[start of TASK INPUTS]

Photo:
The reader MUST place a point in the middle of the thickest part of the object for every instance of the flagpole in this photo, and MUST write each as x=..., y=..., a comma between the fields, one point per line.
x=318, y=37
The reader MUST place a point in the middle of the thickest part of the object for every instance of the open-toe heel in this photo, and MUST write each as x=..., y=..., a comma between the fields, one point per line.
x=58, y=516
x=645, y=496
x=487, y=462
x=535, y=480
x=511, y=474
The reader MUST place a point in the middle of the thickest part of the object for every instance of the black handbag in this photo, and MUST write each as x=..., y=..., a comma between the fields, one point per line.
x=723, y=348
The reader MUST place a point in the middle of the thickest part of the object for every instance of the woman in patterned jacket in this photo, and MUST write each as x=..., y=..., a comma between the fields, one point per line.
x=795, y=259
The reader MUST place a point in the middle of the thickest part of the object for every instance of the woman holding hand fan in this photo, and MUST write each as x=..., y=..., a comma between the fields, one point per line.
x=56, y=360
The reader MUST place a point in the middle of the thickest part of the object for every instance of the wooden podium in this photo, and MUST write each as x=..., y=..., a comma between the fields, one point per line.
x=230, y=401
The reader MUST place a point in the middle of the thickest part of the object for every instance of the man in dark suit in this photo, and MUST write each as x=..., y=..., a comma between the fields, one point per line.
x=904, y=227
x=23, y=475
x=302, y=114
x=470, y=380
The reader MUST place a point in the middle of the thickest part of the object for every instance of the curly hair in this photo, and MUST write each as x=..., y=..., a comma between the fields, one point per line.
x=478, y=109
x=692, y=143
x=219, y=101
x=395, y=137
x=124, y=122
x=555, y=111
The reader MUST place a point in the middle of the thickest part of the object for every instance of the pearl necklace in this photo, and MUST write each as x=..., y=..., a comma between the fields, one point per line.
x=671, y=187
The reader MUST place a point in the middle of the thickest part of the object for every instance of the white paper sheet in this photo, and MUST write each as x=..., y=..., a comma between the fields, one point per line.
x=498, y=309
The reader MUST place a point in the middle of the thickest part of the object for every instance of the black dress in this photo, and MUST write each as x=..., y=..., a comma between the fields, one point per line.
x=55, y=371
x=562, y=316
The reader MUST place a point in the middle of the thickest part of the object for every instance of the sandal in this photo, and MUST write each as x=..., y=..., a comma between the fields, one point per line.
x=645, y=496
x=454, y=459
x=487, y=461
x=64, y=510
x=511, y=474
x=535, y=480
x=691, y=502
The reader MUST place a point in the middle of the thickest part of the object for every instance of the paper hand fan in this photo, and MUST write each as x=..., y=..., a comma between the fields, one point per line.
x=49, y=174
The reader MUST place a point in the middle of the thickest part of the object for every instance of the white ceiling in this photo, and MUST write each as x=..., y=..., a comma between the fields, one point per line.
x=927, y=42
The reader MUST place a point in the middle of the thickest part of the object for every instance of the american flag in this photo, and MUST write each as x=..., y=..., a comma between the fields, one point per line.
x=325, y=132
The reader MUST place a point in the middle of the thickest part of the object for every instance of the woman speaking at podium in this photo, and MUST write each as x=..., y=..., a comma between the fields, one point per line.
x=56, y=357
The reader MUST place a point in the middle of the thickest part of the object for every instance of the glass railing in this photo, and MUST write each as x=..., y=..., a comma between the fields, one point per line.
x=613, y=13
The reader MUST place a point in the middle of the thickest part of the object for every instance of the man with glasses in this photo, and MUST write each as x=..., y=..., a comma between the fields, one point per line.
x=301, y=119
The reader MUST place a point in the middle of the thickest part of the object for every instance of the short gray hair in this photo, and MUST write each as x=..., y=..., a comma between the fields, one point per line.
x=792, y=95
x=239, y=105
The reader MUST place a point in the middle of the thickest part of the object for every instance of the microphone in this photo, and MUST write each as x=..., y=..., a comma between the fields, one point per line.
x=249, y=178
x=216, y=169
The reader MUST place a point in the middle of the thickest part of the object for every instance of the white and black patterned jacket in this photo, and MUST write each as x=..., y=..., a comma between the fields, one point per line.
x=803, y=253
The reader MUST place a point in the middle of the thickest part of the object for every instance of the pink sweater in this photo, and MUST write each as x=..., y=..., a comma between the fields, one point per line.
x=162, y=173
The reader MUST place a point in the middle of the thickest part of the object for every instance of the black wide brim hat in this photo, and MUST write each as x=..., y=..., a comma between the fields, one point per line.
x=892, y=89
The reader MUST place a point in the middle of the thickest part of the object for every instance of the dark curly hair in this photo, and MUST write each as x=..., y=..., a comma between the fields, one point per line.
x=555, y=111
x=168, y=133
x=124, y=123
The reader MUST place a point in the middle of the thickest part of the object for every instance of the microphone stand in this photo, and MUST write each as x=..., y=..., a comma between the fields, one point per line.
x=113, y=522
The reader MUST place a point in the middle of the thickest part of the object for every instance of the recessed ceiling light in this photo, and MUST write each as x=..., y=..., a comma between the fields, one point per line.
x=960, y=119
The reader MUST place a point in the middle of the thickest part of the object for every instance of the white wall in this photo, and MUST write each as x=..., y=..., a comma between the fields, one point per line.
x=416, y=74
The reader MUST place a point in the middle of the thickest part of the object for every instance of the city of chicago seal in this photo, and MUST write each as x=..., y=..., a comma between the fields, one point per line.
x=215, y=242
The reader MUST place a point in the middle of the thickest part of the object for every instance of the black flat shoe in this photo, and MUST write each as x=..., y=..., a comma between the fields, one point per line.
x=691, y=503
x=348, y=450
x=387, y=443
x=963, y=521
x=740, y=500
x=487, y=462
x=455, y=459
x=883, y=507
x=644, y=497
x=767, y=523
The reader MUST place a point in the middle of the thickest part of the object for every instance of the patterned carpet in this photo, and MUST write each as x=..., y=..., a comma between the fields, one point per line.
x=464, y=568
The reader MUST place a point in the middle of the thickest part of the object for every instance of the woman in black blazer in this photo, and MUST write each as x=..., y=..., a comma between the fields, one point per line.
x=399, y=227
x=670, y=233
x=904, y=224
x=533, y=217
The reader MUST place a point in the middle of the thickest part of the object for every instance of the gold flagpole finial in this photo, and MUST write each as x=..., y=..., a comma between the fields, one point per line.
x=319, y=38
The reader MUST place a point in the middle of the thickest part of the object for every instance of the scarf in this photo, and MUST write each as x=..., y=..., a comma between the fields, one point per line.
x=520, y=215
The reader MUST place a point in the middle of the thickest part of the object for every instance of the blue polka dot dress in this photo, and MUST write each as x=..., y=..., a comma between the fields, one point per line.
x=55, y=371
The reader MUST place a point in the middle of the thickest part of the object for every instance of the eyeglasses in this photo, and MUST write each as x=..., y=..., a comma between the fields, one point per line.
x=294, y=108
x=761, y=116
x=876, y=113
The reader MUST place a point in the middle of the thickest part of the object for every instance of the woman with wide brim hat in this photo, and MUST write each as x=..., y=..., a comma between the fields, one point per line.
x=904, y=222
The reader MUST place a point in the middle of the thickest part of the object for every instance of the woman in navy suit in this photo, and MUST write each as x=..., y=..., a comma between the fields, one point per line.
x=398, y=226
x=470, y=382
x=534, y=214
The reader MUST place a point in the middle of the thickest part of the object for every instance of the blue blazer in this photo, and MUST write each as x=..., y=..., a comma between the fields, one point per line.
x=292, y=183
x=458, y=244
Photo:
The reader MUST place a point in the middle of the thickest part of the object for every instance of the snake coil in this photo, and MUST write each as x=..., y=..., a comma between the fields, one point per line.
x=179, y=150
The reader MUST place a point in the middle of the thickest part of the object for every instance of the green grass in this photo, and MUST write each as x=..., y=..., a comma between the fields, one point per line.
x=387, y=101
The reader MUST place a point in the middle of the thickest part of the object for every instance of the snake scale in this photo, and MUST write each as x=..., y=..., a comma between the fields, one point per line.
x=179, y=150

[end of TASK INPUTS]

Format the item lines above as a Markdown table with the columns Row and Line, starting at the line containing "of the sandal" and ending at the line containing "x=239, y=105". Leave out any blank lines.

EXERCISE SOLUTION:
| Row | Line |
|---|---|
| 1 | The reader MUST place a point in the middle of the thickest part of the object for every instance of the sandal in this photo, and MUST write each as x=..., y=..., a comma between the fields, one point per line. |
| 2 | x=645, y=496 |
| 3 | x=454, y=459 |
| 4 | x=487, y=461 |
| 5 | x=64, y=510 |
| 6 | x=511, y=474 |
| 7 | x=535, y=480 |
| 8 | x=691, y=502 |
| 9 | The reader MUST place a point in the middle of the thickest part of the object for every instance of the paper hand fan in this photo, and MUST write each as x=..., y=..., a comma between the fields, one point per line. |
| 10 | x=49, y=174 |
| 11 | The reader MUST place a point in the middle of the thickest part of the object for every instance of the white ceiling in this photo, and MUST write each as x=..., y=..., a comma between the fields, one point per line. |
| 12 | x=927, y=42 |
| 13 | The reader MUST place a point in the middle of the thickest part of the object for every instance of the american flag in this photo, and MUST write each as x=..., y=..., a comma between the fields, one point per line. |
| 14 | x=325, y=132 |
| 15 | The reader MUST place a point in the middle of the thickest part of the object for every instance of the woman speaking at podium in this photo, and MUST write each as x=..., y=..., a comma between the fields, one point per line. |
| 16 | x=56, y=357 |
| 17 | The reader MUST place a point in the middle of the thickest part of the object for every instance of the glass railing in this photo, and MUST write each as x=..., y=..., a comma between the fields, one point per line. |
| 18 | x=613, y=13 |
| 19 | The reader MUST place a point in the middle of the thickest part of the object for every instance of the man with glasses in this photo, and MUST write each as x=..., y=..., a comma between the fields, one point per line. |
| 20 | x=301, y=119 |
| 21 | The reader MUST place a point in the middle of the thickest part of the object for every instance of the short gray hair in this photo, and MUST write each as x=..., y=..., a comma between the fields, one point per line. |
| 22 | x=792, y=95 |
| 23 | x=239, y=105 |